─── PROVIDED DATA
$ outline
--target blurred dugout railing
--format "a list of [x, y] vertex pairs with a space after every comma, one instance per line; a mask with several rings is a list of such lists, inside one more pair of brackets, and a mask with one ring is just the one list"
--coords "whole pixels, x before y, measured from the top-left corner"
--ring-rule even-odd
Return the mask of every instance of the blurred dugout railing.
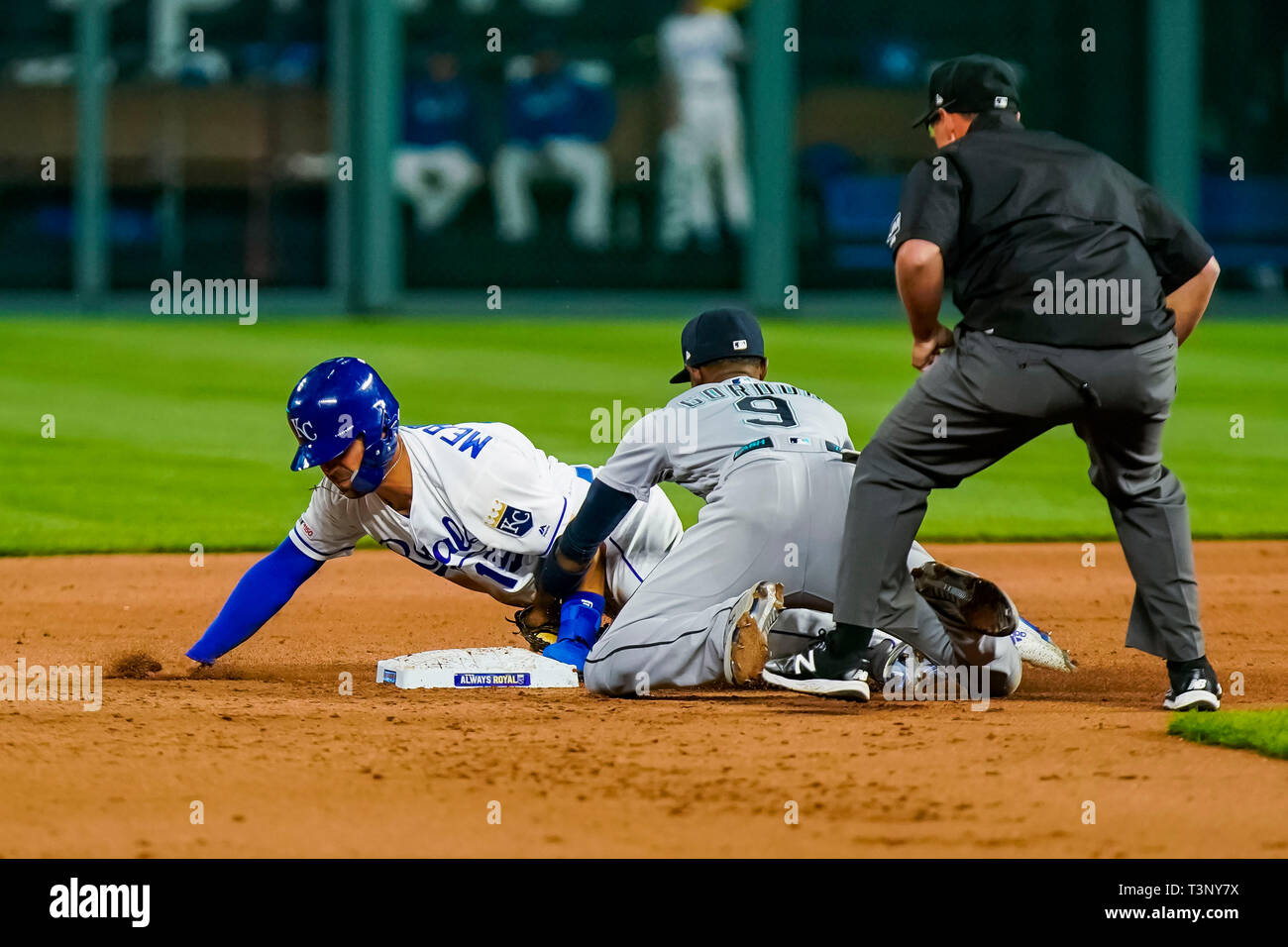
[[[721, 220], [716, 240], [676, 250], [658, 236], [671, 0], [23, 0], [0, 33], [0, 304], [30, 308], [14, 291], [43, 290], [95, 308], [176, 269], [312, 290], [335, 309], [488, 285], [741, 292], [764, 308], [788, 285], [889, 290], [885, 233], [903, 174], [929, 151], [908, 128], [925, 76], [976, 49], [1021, 70], [1030, 125], [1106, 151], [1189, 210], [1225, 286], [1283, 287], [1288, 5], [721, 5], [750, 53], [735, 68], [753, 213], [746, 234]], [[787, 28], [799, 52], [784, 52]], [[497, 236], [509, 82], [540, 46], [599, 70], [613, 103], [608, 238], [594, 250], [568, 223], [576, 186], [556, 177], [531, 186], [537, 238]], [[80, 54], [95, 48], [90, 70]], [[393, 167], [406, 89], [444, 50], [477, 97], [479, 179], [448, 227], [426, 231]]]

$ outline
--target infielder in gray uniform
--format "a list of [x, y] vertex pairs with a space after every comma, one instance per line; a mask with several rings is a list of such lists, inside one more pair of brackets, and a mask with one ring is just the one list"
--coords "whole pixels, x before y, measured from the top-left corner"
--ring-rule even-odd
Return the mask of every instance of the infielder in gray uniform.
[[[545, 591], [568, 597], [613, 524], [635, 501], [648, 502], [659, 481], [707, 501], [594, 643], [585, 680], [599, 693], [742, 684], [760, 676], [772, 652], [797, 651], [831, 625], [808, 609], [829, 612], [836, 597], [854, 469], [844, 456], [853, 454], [845, 419], [801, 388], [764, 381], [764, 341], [750, 313], [702, 313], [681, 348], [685, 367], [671, 380], [689, 390], [627, 432], [541, 572]], [[903, 555], [926, 594], [904, 640], [936, 664], [984, 669], [989, 694], [1012, 692], [1021, 665], [1005, 593], [934, 563], [916, 544]], [[898, 655], [891, 640], [884, 653], [887, 662]]]

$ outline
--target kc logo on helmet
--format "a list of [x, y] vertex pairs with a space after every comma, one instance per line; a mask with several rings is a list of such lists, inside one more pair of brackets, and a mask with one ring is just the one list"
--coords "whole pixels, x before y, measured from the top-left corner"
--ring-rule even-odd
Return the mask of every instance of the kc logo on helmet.
[[313, 433], [313, 421], [301, 421], [299, 417], [290, 417], [287, 420], [290, 420], [291, 428], [295, 430], [295, 439], [300, 443], [318, 439], [318, 435]]

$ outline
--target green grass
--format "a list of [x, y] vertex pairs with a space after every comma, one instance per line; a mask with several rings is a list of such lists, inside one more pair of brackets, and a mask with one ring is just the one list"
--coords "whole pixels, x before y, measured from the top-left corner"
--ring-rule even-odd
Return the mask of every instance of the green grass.
[[1195, 743], [1256, 750], [1266, 756], [1288, 759], [1288, 707], [1176, 714], [1167, 724], [1167, 732]]
[[[591, 412], [663, 405], [679, 320], [0, 320], [8, 461], [0, 554], [267, 549], [308, 502], [286, 394], [316, 362], [371, 361], [407, 423], [502, 420], [568, 461], [601, 461]], [[770, 374], [838, 407], [863, 443], [914, 374], [895, 323], [766, 322]], [[1217, 318], [1181, 354], [1167, 463], [1199, 536], [1288, 535], [1288, 323]], [[1233, 438], [1231, 415], [1243, 438]], [[57, 435], [41, 437], [53, 415]], [[1068, 429], [931, 499], [929, 540], [1113, 536]], [[692, 522], [697, 501], [683, 491]], [[837, 515], [820, 510], [819, 515]]]

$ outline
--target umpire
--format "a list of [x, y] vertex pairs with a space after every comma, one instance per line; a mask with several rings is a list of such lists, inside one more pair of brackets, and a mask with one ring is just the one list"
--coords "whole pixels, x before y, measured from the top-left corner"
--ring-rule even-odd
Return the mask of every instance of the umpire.
[[[922, 374], [859, 457], [836, 630], [772, 662], [774, 679], [867, 700], [872, 629], [912, 625], [904, 558], [930, 491], [1072, 424], [1136, 580], [1127, 644], [1166, 658], [1166, 709], [1216, 710], [1185, 491], [1162, 464], [1176, 349], [1220, 272], [1212, 247], [1104, 155], [1025, 129], [1005, 62], [945, 62], [929, 104], [917, 125], [938, 151], [908, 175], [886, 241]], [[956, 331], [939, 322], [945, 276]]]

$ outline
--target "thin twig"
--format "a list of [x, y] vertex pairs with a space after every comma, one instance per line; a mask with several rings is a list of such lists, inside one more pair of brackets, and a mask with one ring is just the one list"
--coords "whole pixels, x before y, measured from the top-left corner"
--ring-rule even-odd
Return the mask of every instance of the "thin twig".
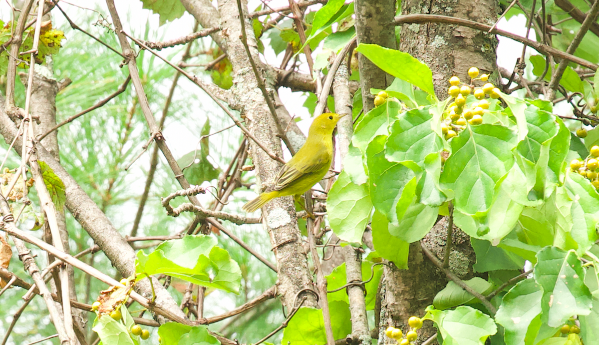
[[256, 77], [256, 83], [258, 84], [258, 88], [262, 92], [264, 100], [266, 101], [266, 104], [268, 106], [268, 110], [270, 110], [270, 114], [274, 120], [274, 123], [277, 126], [277, 130], [279, 132], [279, 135], [283, 139], [283, 141], [285, 143], [285, 145], [289, 149], [291, 154], [295, 155], [295, 150], [291, 145], [289, 140], [287, 138], [287, 135], [283, 132], [283, 128], [281, 127], [280, 122], [277, 119], [277, 110], [274, 107], [274, 103], [273, 102], [273, 99], [266, 89], [266, 84], [264, 83], [264, 79], [258, 71], [256, 62], [254, 61], [253, 57], [252, 56], [252, 52], [250, 51], [250, 46], [247, 44], [247, 34], [246, 32], [246, 20], [245, 16], [243, 15], [243, 9], [241, 7], [241, 0], [237, 0], [237, 8], [239, 10], [239, 19], [241, 25], [241, 43], [246, 49], [247, 59], [250, 60], [250, 65], [252, 65], [252, 69], [253, 71], [254, 75]]
[[[177, 69], [177, 71], [179, 71], [179, 72], [180, 72], [181, 74], [183, 74], [183, 75], [184, 75], [189, 80], [193, 81], [196, 85], [197, 85], [198, 86], [199, 86], [199, 87], [202, 90], [203, 90], [204, 92], [205, 92], [206, 93], [207, 93], [208, 95], [210, 96], [210, 97], [211, 98], [212, 98], [213, 101], [214, 101], [215, 102], [216, 102], [216, 104], [218, 105], [219, 107], [220, 107], [225, 111], [225, 113], [226, 113], [226, 114], [229, 116], [229, 117], [231, 117], [231, 119], [233, 120], [233, 122], [234, 122], [235, 124], [237, 125], [238, 127], [239, 127], [239, 128], [241, 130], [241, 131], [243, 132], [244, 134], [245, 134], [246, 135], [247, 135], [248, 138], [249, 138], [252, 141], [253, 141], [254, 143], [255, 143], [256, 144], [258, 145], [259, 147], [260, 147], [261, 149], [262, 149], [262, 150], [264, 150], [265, 152], [266, 152], [266, 153], [267, 155], [268, 155], [268, 156], [271, 158], [272, 158], [273, 159], [274, 159], [275, 161], [277, 161], [279, 162], [280, 162], [281, 163], [283, 163], [283, 164], [285, 164], [285, 161], [282, 158], [281, 158], [280, 157], [279, 157], [277, 155], [271, 152], [270, 150], [268, 150], [268, 149], [267, 149], [266, 147], [262, 143], [261, 143], [259, 141], [258, 141], [258, 140], [256, 139], [256, 137], [254, 137], [254, 135], [253, 134], [252, 134], [252, 133], [250, 132], [250, 131], [248, 131], [247, 129], [246, 128], [246, 127], [243, 125], [241, 124], [241, 122], [240, 122], [240, 120], [237, 119], [237, 117], [235, 115], [234, 115], [233, 113], [231, 113], [231, 111], [229, 111], [229, 109], [226, 107], [225, 107], [225, 105], [223, 105], [220, 102], [220, 101], [219, 100], [219, 99], [217, 98], [216, 96], [214, 96], [214, 95], [212, 93], [211, 91], [210, 91], [210, 90], [208, 90], [208, 87], [206, 86], [205, 86], [204, 84], [204, 83], [197, 77], [196, 77], [195, 75], [191, 75], [190, 74], [189, 74], [189, 73], [187, 73], [187, 72], [186, 72], [184, 70], [182, 69], [179, 66], [177, 66], [177, 65], [174, 65], [174, 63], [173, 63], [172, 62], [171, 62], [170, 61], [167, 60], [166, 59], [164, 59], [164, 58], [162, 58], [160, 55], [158, 55], [153, 50], [152, 50], [150, 49], [149, 48], [148, 48], [148, 47], [146, 46], [145, 46], [143, 43], [141, 43], [139, 40], [137, 40], [136, 38], [134, 38], [134, 37], [131, 37], [129, 34], [126, 34], [126, 33], [125, 33], [124, 32], [123, 32], [123, 34], [125, 35], [127, 37], [129, 37], [129, 38], [131, 38], [132, 40], [133, 40], [134, 42], [135, 42], [135, 43], [137, 43], [138, 45], [140, 46], [141, 47], [142, 47], [144, 49], [147, 50], [149, 52], [150, 52], [151, 53], [153, 54], [157, 58], [158, 58], [159, 59], [160, 59], [162, 61], [164, 61], [165, 62], [166, 62], [171, 67], [173, 67], [175, 69]], [[176, 175], [177, 175], [177, 174], [176, 174]], [[184, 186], [181, 186], [184, 187]]]
[[333, 84], [333, 79], [335, 78], [337, 70], [341, 65], [341, 63], [343, 62], [345, 56], [349, 52], [352, 46], [356, 43], [356, 37], [354, 37], [345, 45], [345, 47], [341, 49], [341, 52], [339, 52], [339, 54], [335, 58], [335, 60], [333, 61], [331, 68], [329, 69], [328, 74], [326, 75], [326, 79], [325, 80], [325, 83], [322, 85], [322, 90], [320, 90], [320, 93], [318, 96], [318, 104], [314, 110], [314, 117], [322, 114], [322, 112], [325, 110], [325, 107], [326, 105], [326, 100], [329, 96], [329, 92], [331, 92], [331, 87]]
[[[585, 18], [585, 21], [580, 25], [580, 28], [578, 29], [578, 32], [576, 32], [576, 36], [572, 39], [570, 46], [566, 49], [566, 53], [568, 54], [574, 54], [576, 49], [578, 48], [578, 46], [582, 41], [585, 35], [586, 34], [587, 31], [591, 28], [591, 25], [597, 20], [598, 14], [599, 14], [599, 0], [595, 0], [592, 7], [591, 7], [591, 10], [589, 11], [588, 14], [586, 15], [586, 18]], [[551, 80], [549, 81], [549, 85], [547, 86], [547, 89], [549, 89], [547, 91], [547, 99], [549, 101], [552, 101], [555, 98], [555, 89], [557, 88], [558, 85], [559, 84], [559, 81], [561, 80], [562, 75], [564, 75], [564, 72], [565, 72], [565, 69], [567, 66], [568, 61], [562, 60], [558, 65], [557, 68], [555, 69], [555, 71], [551, 76]], [[597, 68], [595, 68], [595, 69], [597, 69]]]
[[423, 242], [420, 241], [420, 246], [422, 248], [422, 251], [424, 252], [424, 254], [427, 258], [428, 258], [428, 259], [434, 264], [435, 266], [437, 266], [439, 270], [441, 270], [441, 271], [443, 271], [446, 276], [447, 276], [447, 278], [449, 278], [450, 280], [452, 280], [458, 286], [461, 288], [462, 290], [469, 292], [471, 295], [478, 298], [479, 300], [480, 301], [480, 302], [482, 303], [483, 305], [487, 308], [489, 312], [491, 313], [491, 316], [495, 314], [497, 312], [497, 309], [492, 304], [491, 304], [491, 302], [489, 302], [488, 299], [487, 299], [484, 296], [479, 293], [477, 291], [468, 286], [453, 272], [444, 268], [443, 263], [441, 262], [441, 261], [437, 258], [437, 256], [435, 256], [435, 255], [432, 253], [432, 252], [431, 252], [431, 250], [426, 247], [426, 244], [425, 244]]
[[443, 258], [443, 268], [449, 267], [449, 256], [451, 254], [451, 246], [453, 244], [452, 235], [453, 234], [453, 205], [452, 202], [449, 202], [448, 205], [449, 209], [449, 217], [447, 220], [447, 241], [445, 244], [445, 255]]
[[129, 85], [129, 82], [131, 80], [131, 75], [128, 75], [127, 76], [127, 78], [125, 79], [125, 81], [120, 85], [120, 86], [119, 87], [119, 89], [117, 89], [117, 90], [115, 91], [114, 93], [113, 93], [111, 95], [110, 95], [110, 96], [108, 96], [106, 98], [104, 98], [104, 99], [100, 101], [98, 103], [96, 103], [93, 105], [92, 105], [89, 108], [87, 108], [85, 110], [83, 110], [83, 111], [81, 111], [80, 113], [75, 114], [75, 115], [73, 115], [72, 116], [70, 116], [70, 117], [68, 117], [66, 120], [65, 120], [64, 121], [62, 121], [60, 123], [56, 125], [56, 126], [55, 126], [54, 127], [53, 127], [51, 129], [50, 129], [49, 131], [48, 131], [47, 132], [46, 132], [46, 133], [44, 133], [43, 135], [42, 135], [41, 137], [40, 137], [37, 140], [38, 141], [41, 141], [41, 140], [43, 139], [44, 139], [44, 138], [46, 138], [46, 136], [48, 135], [48, 134], [50, 134], [52, 132], [54, 132], [56, 129], [58, 129], [60, 127], [62, 127], [63, 126], [64, 126], [65, 125], [66, 125], [66, 124], [67, 124], [67, 123], [68, 123], [69, 122], [72, 122], [74, 120], [75, 120], [77, 117], [79, 117], [80, 116], [81, 116], [83, 115], [85, 115], [87, 113], [89, 113], [90, 111], [92, 111], [92, 110], [95, 110], [96, 109], [98, 109], [98, 108], [103, 106], [104, 104], [106, 104], [107, 103], [108, 103], [108, 102], [110, 102], [111, 99], [112, 99], [113, 98], [116, 97], [119, 95], [120, 95], [121, 93], [122, 93], [123, 92], [124, 92], [125, 90], [127, 89], [127, 86]]
[[[489, 25], [474, 22], [473, 20], [468, 20], [467, 19], [462, 19], [461, 18], [457, 18], [455, 17], [440, 16], [438, 14], [413, 14], [398, 16], [395, 17], [395, 19], [394, 22], [396, 25], [410, 23], [446, 23], [449, 24], [463, 25], [468, 28], [484, 31], [489, 31], [489, 29], [491, 28], [491, 26]], [[571, 54], [565, 53], [559, 49], [543, 44], [539, 42], [533, 41], [518, 35], [515, 35], [511, 32], [508, 32], [507, 31], [504, 31], [503, 30], [500, 30], [496, 28], [491, 31], [491, 33], [500, 35], [520, 42], [524, 44], [526, 44], [543, 55], [551, 55], [554, 57], [560, 58], [561, 59], [567, 60], [568, 61], [571, 61], [580, 65], [581, 66], [590, 68], [593, 71], [596, 71], [597, 69], [597, 65], [587, 61], [584, 59], [574, 56]]]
──────
**WHAT IS REQUIRED**
Write out the records word for word, starting at their first line and ending with the line that contains "Return the mask of every instance of the blurred". Include both of those lines.

**COMPLETE OUTPUT**
$ outline
--target blurred dugout railing
--format "a list of [x, y] vertex pairs with a space after every comma, one instance per line; a mask with several rings is a list of such lists, inside one more pair of brackets, and a mask with one ring is just the one list"
--coords "whole pixels, x before y, measured from the top-left corner"
--ring-rule even-odd
Return the mask of every instance of the blurred dugout railing.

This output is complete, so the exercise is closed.